== MATERIAL FOR THIS TASK ==
------------------------------

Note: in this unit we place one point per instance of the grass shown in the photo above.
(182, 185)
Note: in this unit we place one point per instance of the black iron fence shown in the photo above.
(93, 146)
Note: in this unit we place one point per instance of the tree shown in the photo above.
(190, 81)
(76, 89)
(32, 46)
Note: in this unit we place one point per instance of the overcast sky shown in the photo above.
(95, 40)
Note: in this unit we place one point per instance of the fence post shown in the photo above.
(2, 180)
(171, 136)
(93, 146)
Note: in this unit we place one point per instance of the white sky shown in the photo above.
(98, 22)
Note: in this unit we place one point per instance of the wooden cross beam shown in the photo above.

------------------------------

== WORK TO DO ==
Copy every one of the records above, word for word.

== EXERCISE OUTPUT ==
Note: in this unit we place one point per instance of the grass shown in the photo above.
(182, 185)
Note: in this unit we place one point per instance of the black iron fence shown in the photo above.
(93, 146)
Note: in this unit we place one point per instance of the tree shown in the photo above.
(190, 81)
(76, 89)
(32, 46)
Note: in this unit we place one point per instance of the overcast sky shown in the photo above.
(95, 40)
Note: in this unit we place one point per instance of the fence post shown in the photo above.
(2, 180)
(171, 136)
(93, 146)
Note: in this unit we place one point per instance of the white sky shown in the photo above.
(98, 22)
Note: in this unit we place one point per instance of the wooden cross beam shown in the photo above.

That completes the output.